**Task statement**:
Reproduce the data below in full, changing "every instance of" to "each occurrence of" everywhere it occurs and leaving everything else untouched.

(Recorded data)
──────────

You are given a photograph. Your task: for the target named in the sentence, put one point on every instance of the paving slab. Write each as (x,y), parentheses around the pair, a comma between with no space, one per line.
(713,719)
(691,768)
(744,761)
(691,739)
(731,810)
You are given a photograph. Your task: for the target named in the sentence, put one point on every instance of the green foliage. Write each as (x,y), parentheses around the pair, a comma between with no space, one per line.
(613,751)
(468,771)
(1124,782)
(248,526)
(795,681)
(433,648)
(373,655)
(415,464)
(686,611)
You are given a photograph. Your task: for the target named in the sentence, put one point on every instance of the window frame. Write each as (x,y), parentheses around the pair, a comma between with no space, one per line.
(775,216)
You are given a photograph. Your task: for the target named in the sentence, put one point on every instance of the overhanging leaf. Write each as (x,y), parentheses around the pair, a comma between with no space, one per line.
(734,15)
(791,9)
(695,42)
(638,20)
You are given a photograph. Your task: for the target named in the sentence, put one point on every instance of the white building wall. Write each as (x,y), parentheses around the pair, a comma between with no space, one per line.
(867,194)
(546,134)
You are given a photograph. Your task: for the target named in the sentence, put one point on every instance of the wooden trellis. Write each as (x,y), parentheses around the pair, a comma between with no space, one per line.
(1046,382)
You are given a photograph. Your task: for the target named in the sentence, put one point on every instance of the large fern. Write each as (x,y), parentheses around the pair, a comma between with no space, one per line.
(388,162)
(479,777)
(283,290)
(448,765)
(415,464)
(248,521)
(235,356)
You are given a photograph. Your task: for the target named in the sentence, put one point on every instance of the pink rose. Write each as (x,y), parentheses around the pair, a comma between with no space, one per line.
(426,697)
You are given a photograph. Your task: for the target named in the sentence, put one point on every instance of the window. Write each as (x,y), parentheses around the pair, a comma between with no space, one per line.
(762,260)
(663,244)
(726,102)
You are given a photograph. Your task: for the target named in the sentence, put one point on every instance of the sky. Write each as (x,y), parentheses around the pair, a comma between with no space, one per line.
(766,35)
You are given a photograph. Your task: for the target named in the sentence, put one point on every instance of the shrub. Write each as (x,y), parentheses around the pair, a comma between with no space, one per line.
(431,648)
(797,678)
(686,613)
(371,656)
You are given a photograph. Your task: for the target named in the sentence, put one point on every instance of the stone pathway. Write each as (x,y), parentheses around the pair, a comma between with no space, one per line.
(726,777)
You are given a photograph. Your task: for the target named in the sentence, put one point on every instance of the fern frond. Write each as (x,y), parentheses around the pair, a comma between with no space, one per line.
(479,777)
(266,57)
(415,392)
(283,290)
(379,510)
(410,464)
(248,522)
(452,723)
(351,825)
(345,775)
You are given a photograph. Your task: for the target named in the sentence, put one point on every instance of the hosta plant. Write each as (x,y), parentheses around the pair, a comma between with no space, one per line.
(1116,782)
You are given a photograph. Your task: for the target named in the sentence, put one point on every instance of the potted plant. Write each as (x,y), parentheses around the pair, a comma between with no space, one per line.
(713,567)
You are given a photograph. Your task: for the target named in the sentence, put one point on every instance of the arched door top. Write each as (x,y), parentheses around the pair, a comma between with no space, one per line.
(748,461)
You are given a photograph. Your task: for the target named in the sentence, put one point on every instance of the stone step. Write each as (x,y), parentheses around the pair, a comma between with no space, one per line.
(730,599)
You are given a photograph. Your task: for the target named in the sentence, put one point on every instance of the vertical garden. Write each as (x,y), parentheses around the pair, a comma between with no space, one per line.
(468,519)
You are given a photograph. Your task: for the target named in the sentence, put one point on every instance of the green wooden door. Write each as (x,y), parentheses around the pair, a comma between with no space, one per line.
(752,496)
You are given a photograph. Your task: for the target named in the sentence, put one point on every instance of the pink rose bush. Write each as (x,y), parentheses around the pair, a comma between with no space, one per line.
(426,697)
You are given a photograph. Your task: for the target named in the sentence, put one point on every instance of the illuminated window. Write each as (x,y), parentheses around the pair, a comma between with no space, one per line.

──────────

**Answer to the exercise**:
You are given a photograph. Your task: for the target named in the sentence, put one point on each occurrence of the paving slab. Write each as (x,y), parentheses around the pair, a comma between with no space, one per line.
(713,719)
(691,768)
(744,761)
(691,739)
(731,810)
You are given a photograph. Your task: for the target named in the sentence, put one point on each occurrence of the green foliage. Write each as (x,y), parentheses around the pair, a comma between with no space, one per line.
(613,751)
(468,771)
(1124,782)
(248,526)
(795,681)
(433,648)
(373,655)
(415,464)
(686,611)
You are given a photograph. Your task: for the target named in the sentence, put one point on each occurrence of the window frame. Write each as (x,y), parentheses around the pair, a comma between with no space, one per line.
(775,216)
You are given a photograph. Your task: for the target named in the sentence, put one point on each occurrence of the overhanging leaf. Write each as (x,y), parentheses around the pair, a comma between with no space, one per line.
(734,15)
(791,9)
(695,42)
(638,20)
You are given a photograph. Your task: for the target named in the sentence, put one point on each occurrence of the white building wall. Write each as (x,y), parentheses around the pair, a comma between with no space, one per line.
(867,194)
(546,134)
You are given a photograph. Your task: for the target named in the sentence, put one point on each occurrence of the wooden trellis. Write each as (x,y), parentheses around the pair, a comma between with no space, one per line.
(1046,382)
You are given a photograph. Your task: for the target named in the sentence, put one point on each occurrence of the large fern. Write each as (x,y), parentheses around the pair, a comma between with no space, one per line.
(388,162)
(479,777)
(283,290)
(448,765)
(415,464)
(248,521)
(235,356)
You are given a photograph. Your task: for the target named in the sentence, put one point on each occurrence of the pink rose. Write each as (x,y), parentheses around the pair, a comma between with no space, one per line.
(426,697)
You are given a photograph. Your task: for the target named in the sentence, put one point on each occurrence of the window. Write each as (x,y), parentheses around the pair, a comma between with no space, one per line.
(762,260)
(663,244)
(726,102)
You are given a photograph. Your task: for the target named in the sentence, put one point on each occurrence of the sky. Write each as (x,y), parentheses around the pair, a comma between with no space, one per line.
(766,35)
You are given a photograph. Your task: for the target named in the sentence, put one point on each occurrence of the shrub. Write each as (x,y), parentheses around the pair, a comma between with no space, one per line.
(431,648)
(797,678)
(686,613)
(371,656)
You are given a photograph. Your task: for the target named in the sentence, put one point on each occurrence of the stone pathway. Write each as (x,y), parentheses around the pair, a comma between with no space, one per line.
(726,777)
You are given a photograph. Your task: for the target named in the sentence, put one point on each occurrence of the fern frond. Write each as (x,y), parentheses around the pair, a comma between with no space, one per line.
(479,777)
(266,57)
(415,392)
(283,290)
(379,510)
(410,464)
(248,522)
(452,723)
(351,825)
(345,775)
You are given a photograph. Your task: for the target named in the sentence, put one point on each occurrence of the hosta plant. Write each as (x,y), parentheses around the pair, a comma between with no space, one per line.
(1116,782)
You are given a photograph. Your task: for the target named in the sentence, put one point on each occurrence of the potted plant. Write each as (x,y), parentheses around the pair, a comma between with no space, one per line.
(713,567)
You are given a photograph. Your task: for the target named in the sentence, put one point on each occurrence of the arched door top. Write each as (x,y), parentheses around the pair, a comma between with no space, one per line.
(748,461)
You are given a photograph. Your task: for the target named in the sentence, put one point on each occurrence of the stone step. Write each as (x,y), parentheses around the pair, a comma between with no space, one per line.
(730,599)
You are given a photograph. Your task: for the target named in the sentence, put one point on each occurrence of the vertical garden. Write each as (x,y), parentheses around the pair, a comma between with no space, one per line.
(468,519)
You are given a photograph. Your task: for the target named in the sentence, put one point on each occurrence of the green wooden door. Write each as (x,y), parentheses around the pair, a comma between with no space, one per line.
(752,496)
You are given a photograph. Your task: for the target named in the sentence, put one point on each occurrence of the pink rose bush. Write each as (x,y), parentheses around the pair, a comma between with no space, one per line.
(426,697)
You are given a photograph. Your task: for the target named in the sentence, put one point on each occurrence of the illuminated window. Write each as (x,y), parentheses around the pair, a comma between with no space, one per line.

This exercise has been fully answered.